# [Page text]

□ □ □

August 6th, 2009
Barbecue can mean different things to different people depending on where you live in this world. I like ribs and tri-tip; but my favorite BBQ is the pulled pork sandwich. Pork shoulder slow grilled with low indirect heat until the meat is so tender that it starts to fall off the bone, then pulled to shreds, slathered with vinegar based BBQ sauce, and topped with coleslaw in between warm bun -- that North Carolina BBQ is hands down my favorite.
I have personally made pulled pork by slow roasting it in the oven and in a crock pot but never on the grill. I have been itching to do it the traditional North Carolina way by smoking the meat but it takes a long time to execute and as some of you know time is something I haven't found enough of these days. To my surprise I had a full weekend at home so as I caught up with stuff around the house I tended to the BBQ grill.
Having plenty of professional and wannabe BBQ enthusiasts with in my circle, I reached out to my friends over Twitter and Facebook to get some input and they did not disappoint with the exception of one, who covets the secret family BBQ sauce recipe ;) Consider the recipe and the how-to that I share with you on this blog post a compilation of BBQ wisdom, a crowdsourced BBQ recipe, if you will.
You will need meat, spice rub, grill, bag of charcoal, wood chips, drip pan, thermometers and patience. That is all, and the process itself is actually quite simple.

□ □ □

# [Extracted information]
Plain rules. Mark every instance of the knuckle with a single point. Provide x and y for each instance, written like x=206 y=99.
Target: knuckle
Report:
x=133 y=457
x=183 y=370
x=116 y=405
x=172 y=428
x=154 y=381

□ □ □

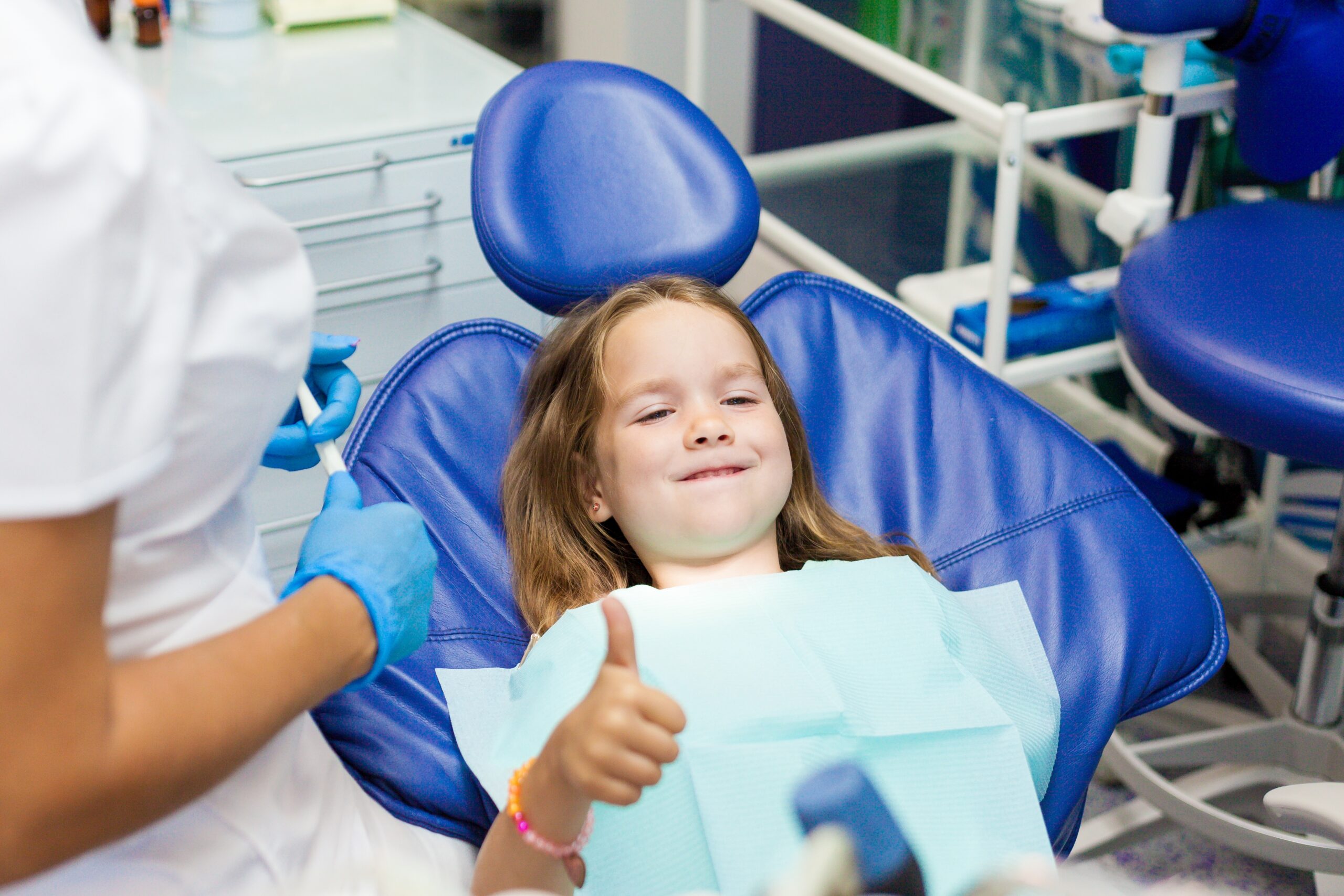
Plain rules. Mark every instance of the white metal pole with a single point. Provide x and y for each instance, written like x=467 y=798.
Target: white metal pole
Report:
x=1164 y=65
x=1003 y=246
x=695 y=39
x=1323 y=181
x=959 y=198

□ □ □

Could you carry on the pulled pork barbecue post from its last sentence?

# [Answer to this task]
The pig’s shoulder is the preferred cut of choice when it comes to making pulled pork. The shoulder is broken down into two sub-primal cuts that includes the picnic (often times referred to as picnic ham) which connects to the upper part of the pig’s foreleg. I used the area above the leg which is called the Boston butt. The butt has plenty of lean meat but is also interlaced with fatty connective tissue that helps with lubrication throughout the long roast.
A 5 pounder should serve 10 people, maybe 6 to 8 if they are a greedy bunch. I cooked a 9 lb butt aka Boston shoulder (about 4 kilogram), but you could certainly go for something smaller in size depending on how many people you plan to feed. Yes, 9 lbs is a pretty massive, but the way I see it if you are going to take the time to go through with it, may as well go for it and have leftovers to eat all week. The roast should definitely have a layer of fat at the bottom, and bone-in is suggested by most pit masters. The fat will help to keep the moisture when cooking so I would not recommend removing it. As always I made a last second purchase so I was only able to procure a boneless roast, but had my butcher roll and tie it together, so that the roast held shape during cooking.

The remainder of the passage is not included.